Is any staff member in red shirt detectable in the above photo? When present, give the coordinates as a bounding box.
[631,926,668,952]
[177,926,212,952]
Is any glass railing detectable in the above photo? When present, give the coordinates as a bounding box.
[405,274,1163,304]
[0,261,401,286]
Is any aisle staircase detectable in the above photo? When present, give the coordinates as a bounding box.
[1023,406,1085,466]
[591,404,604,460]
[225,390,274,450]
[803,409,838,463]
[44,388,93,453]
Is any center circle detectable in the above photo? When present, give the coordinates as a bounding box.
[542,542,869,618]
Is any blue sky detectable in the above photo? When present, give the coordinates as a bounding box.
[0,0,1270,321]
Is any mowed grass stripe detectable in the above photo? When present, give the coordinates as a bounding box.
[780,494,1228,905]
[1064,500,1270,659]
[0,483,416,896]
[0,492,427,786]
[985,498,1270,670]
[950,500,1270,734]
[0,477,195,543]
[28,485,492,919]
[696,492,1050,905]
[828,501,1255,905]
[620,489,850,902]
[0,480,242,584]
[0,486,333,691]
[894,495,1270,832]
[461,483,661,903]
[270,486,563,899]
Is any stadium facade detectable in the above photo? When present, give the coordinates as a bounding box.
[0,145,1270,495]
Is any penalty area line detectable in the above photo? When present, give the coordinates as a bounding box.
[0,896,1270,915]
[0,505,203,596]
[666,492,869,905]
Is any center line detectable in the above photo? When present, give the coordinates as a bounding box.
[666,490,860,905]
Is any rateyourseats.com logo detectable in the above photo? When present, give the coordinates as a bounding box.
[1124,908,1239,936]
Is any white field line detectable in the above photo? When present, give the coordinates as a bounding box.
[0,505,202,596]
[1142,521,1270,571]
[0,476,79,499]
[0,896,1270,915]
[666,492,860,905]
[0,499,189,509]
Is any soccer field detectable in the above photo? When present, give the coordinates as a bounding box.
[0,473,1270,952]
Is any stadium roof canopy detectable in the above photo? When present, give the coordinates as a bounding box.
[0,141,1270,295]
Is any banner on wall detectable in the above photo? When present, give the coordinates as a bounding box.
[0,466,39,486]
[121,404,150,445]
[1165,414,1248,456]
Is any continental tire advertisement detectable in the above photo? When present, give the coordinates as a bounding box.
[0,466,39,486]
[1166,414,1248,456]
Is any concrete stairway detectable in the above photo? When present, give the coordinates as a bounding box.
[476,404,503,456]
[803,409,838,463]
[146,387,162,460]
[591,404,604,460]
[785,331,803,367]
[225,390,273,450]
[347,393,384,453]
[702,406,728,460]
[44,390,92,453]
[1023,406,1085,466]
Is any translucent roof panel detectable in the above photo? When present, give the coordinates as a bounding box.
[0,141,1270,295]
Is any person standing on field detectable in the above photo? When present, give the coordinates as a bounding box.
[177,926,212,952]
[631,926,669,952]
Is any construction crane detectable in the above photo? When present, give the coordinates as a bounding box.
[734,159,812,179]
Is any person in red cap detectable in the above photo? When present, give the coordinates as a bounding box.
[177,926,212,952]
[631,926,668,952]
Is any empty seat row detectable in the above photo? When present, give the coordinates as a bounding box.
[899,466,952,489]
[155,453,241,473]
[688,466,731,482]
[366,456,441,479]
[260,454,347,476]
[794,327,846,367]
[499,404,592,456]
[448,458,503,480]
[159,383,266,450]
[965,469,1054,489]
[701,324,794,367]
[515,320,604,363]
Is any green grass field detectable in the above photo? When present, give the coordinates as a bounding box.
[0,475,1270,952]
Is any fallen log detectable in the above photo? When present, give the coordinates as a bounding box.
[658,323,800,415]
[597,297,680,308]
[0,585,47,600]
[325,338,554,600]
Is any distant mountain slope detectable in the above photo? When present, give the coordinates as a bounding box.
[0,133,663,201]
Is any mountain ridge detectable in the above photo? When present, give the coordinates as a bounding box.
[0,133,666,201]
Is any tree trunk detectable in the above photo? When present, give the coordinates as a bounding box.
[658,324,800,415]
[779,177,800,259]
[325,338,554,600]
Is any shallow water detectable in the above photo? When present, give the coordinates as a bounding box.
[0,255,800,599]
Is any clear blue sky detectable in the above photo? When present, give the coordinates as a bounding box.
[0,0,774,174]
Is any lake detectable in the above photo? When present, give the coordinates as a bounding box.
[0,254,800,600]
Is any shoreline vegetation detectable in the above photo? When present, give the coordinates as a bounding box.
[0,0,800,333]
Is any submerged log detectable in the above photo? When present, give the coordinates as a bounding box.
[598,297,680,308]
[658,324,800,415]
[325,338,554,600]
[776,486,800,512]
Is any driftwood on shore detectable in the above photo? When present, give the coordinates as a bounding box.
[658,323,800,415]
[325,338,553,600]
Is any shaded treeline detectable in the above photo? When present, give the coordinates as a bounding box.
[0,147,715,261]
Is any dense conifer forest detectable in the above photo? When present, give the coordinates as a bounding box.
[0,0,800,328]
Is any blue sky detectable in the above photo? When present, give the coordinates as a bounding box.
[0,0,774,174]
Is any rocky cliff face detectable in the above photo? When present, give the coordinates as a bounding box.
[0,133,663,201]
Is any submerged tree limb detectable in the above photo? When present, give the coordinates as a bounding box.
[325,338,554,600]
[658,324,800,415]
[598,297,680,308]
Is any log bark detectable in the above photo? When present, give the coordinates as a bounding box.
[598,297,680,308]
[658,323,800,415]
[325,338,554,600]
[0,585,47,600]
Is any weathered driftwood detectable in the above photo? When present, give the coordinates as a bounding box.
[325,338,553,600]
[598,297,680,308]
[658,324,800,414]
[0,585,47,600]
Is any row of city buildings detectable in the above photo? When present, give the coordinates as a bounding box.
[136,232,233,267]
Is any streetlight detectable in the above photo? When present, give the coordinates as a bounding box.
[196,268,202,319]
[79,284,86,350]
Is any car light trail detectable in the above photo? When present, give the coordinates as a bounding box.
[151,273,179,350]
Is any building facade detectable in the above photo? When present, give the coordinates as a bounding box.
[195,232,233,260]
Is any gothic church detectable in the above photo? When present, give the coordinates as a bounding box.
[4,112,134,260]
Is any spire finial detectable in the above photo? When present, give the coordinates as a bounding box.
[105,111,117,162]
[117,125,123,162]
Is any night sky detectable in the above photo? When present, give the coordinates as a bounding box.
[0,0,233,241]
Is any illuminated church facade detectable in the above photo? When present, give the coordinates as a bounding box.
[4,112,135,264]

Goal of the exercise:
Can you print, word for word, the lines of the records between the line holding "Is any clear" and the line holding "[0,147,715,261]", with both of those lines included?

Task response:
Is any clear blue sky detectable in the above photo? When present, give the coordinates as a bounding box.
[0,0,774,174]
Is any lake detectable in the above photo? When present, give the coordinates as a bounding box.
[0,254,800,600]
Is any shoreline vegetation detectable in the above photo? When present, give the coordinates as a bounding box.
[0,0,800,333]
Is any submerged log detectable in the above photo? When present, give the coordinates as a bounding box.
[598,297,680,308]
[658,324,800,415]
[325,338,554,600]
[776,486,800,512]
Is any driftwood on shore detectable in the above photo? When present, give the coordinates as a bounding box.
[658,323,800,415]
[325,338,553,600]
Is any shaded treeline detectable in the above photo? When present, give the coordinates as a bounding box.
[0,147,715,261]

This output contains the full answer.